Requirement: Omit every image, and transcribe the remaining entries exactly as given.

[Stored records]

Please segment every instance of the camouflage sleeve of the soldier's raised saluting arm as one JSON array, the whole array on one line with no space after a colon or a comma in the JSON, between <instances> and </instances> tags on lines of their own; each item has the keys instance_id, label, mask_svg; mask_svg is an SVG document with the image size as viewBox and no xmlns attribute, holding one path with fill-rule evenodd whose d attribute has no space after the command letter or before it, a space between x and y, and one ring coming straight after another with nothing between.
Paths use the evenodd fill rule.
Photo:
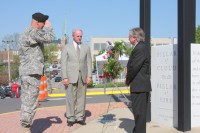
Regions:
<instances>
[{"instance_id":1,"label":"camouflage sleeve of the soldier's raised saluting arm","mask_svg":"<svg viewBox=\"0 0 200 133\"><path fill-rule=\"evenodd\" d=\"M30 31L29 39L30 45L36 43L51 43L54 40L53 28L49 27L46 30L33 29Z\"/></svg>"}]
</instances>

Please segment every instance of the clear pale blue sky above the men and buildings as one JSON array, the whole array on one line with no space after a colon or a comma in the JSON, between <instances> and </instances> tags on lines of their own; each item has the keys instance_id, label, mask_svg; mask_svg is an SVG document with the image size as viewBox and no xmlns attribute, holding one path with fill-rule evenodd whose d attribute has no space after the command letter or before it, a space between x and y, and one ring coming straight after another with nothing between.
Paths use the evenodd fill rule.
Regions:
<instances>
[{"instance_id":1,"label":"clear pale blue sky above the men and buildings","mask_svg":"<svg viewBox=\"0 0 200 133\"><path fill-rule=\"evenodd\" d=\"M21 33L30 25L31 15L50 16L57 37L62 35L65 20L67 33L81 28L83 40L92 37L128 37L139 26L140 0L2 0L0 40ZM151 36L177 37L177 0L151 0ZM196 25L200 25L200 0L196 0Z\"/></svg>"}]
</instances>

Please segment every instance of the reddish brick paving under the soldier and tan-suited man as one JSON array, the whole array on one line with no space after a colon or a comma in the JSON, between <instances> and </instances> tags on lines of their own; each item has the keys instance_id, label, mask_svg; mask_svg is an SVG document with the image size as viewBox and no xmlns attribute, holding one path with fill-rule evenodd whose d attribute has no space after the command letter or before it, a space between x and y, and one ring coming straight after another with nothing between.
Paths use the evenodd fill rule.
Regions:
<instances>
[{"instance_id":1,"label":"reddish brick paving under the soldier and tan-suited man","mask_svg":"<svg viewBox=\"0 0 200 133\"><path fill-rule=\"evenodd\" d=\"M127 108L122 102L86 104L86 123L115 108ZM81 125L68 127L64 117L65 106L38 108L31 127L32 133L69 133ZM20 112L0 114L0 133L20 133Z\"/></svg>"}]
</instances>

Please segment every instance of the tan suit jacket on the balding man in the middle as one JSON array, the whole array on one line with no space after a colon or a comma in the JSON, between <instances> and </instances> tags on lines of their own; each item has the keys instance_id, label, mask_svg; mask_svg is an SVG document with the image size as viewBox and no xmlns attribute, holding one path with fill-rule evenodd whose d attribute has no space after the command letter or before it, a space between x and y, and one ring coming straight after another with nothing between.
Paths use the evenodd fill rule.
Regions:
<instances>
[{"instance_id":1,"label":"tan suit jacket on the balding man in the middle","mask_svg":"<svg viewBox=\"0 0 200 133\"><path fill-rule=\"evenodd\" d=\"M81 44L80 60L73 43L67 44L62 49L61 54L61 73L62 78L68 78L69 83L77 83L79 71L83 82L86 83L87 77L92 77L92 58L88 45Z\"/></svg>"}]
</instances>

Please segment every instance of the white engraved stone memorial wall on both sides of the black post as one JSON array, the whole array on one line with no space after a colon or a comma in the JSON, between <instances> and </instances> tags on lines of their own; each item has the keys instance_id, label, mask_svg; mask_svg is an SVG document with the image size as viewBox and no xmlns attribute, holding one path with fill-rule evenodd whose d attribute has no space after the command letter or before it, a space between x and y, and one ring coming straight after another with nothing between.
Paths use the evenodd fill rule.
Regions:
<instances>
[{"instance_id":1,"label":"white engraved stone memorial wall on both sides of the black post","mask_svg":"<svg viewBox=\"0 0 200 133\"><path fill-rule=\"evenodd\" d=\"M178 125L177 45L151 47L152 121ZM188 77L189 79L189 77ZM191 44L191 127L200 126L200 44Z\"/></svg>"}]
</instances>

Result of this task:
Please segment every instance of the camouflage sleeve of the soldier's raised saluting arm as one JSON array, the whole array on one line with no space after a colon or a comma in the JSON, between <instances> and </instances> tags on lines of their own; each item has the keys instance_id, label, mask_svg; mask_svg is an SVG document with the image size as viewBox and no xmlns attribute, holding one path with fill-rule evenodd whose d attribute has no space after the command letter or before it, a space between x and y, and one ring coming straight after another with nothing between.
Paths use the evenodd fill rule.
Photo:
Regions:
<instances>
[{"instance_id":1,"label":"camouflage sleeve of the soldier's raised saluting arm","mask_svg":"<svg viewBox=\"0 0 200 133\"><path fill-rule=\"evenodd\" d=\"M30 31L29 39L30 45L36 43L51 43L54 40L53 28L49 27L46 30L33 29Z\"/></svg>"}]
</instances>

Please segment every instance of the clear pale blue sky above the men and buildings as one JSON array, the whole array on one line with no space after a colon or a comma in the JSON, between <instances> and </instances> tags on lines of their own; each item has the keys instance_id, label, mask_svg; mask_svg is an SVG document with the image size as viewBox and no xmlns attribute, holding one path with fill-rule evenodd whose d attribute has no space after the command letter or before it, a space between x and y, and one ring coming straight after another with nothing between.
Paths use the evenodd fill rule.
Regions:
<instances>
[{"instance_id":1,"label":"clear pale blue sky above the men and buildings","mask_svg":"<svg viewBox=\"0 0 200 133\"><path fill-rule=\"evenodd\" d=\"M21 33L30 25L31 15L50 16L57 37L62 35L65 20L67 33L81 28L83 40L92 37L128 37L139 26L140 0L2 0L0 40ZM151 36L177 37L177 0L151 0ZM196 25L200 25L200 0L196 0Z\"/></svg>"}]
</instances>

Please segment every instance of the reddish brick paving under the soldier and tan-suited man as one JSON array, the whole array on one line with no space after a colon or a comma in the JSON, between <instances> and </instances> tags on lines of their own; each item has the keys instance_id, label, mask_svg; mask_svg is an SVG document with the image size as viewBox and no xmlns attribute, holding one path with fill-rule evenodd whose d attribute has no space after the command letter or before it, a space between x and y, and one ring coming straight after another with nothing between.
Paths use the evenodd fill rule.
Regions:
<instances>
[{"instance_id":1,"label":"reddish brick paving under the soldier and tan-suited man","mask_svg":"<svg viewBox=\"0 0 200 133\"><path fill-rule=\"evenodd\" d=\"M127 108L122 102L86 104L86 123L115 108ZM81 125L68 127L64 117L65 106L38 108L31 127L32 133L69 133ZM20 112L0 114L0 133L20 133Z\"/></svg>"}]
</instances>

Please segment every instance of the tan suit jacket on the balding man in the middle as one JSON array, the whole array on one line with no space after a colon or a comma in the JSON, between <instances> and </instances> tags on lines of their own; each item has the keys instance_id, label, mask_svg; mask_svg is an SVG document with the image size as viewBox and no xmlns attribute, holding one path with fill-rule evenodd whose d attribute has no space after the command letter or before it, a space between x and y, and one ring coming straight after another with nothing between.
Paths use the evenodd fill rule.
Regions:
<instances>
[{"instance_id":1,"label":"tan suit jacket on the balding man in the middle","mask_svg":"<svg viewBox=\"0 0 200 133\"><path fill-rule=\"evenodd\" d=\"M81 44L80 60L73 43L67 44L62 49L61 54L61 73L62 78L68 78L69 83L77 83L79 71L83 82L86 83L87 77L92 77L92 58L88 45Z\"/></svg>"}]
</instances>

Please segment every instance of the white engraved stone memorial wall on both sides of the black post as one JSON array, the whole array on one line with no space after a colon or a comma in the JSON, between <instances> and </instances> tags on lines of their own; each item has the keys instance_id, label, mask_svg; mask_svg is an SVG document with the image size as viewBox and no xmlns attribute, holding one path with fill-rule evenodd whose d attribute has no space after the command letter or before it, a space between x and y, and one ring coming straight after another with nothing between.
Paths use the evenodd fill rule.
Regions:
<instances>
[{"instance_id":1,"label":"white engraved stone memorial wall on both sides of the black post","mask_svg":"<svg viewBox=\"0 0 200 133\"><path fill-rule=\"evenodd\" d=\"M178 125L177 45L151 47L152 121ZM188 77L189 79L189 77ZM191 44L191 127L200 126L200 44Z\"/></svg>"}]
</instances>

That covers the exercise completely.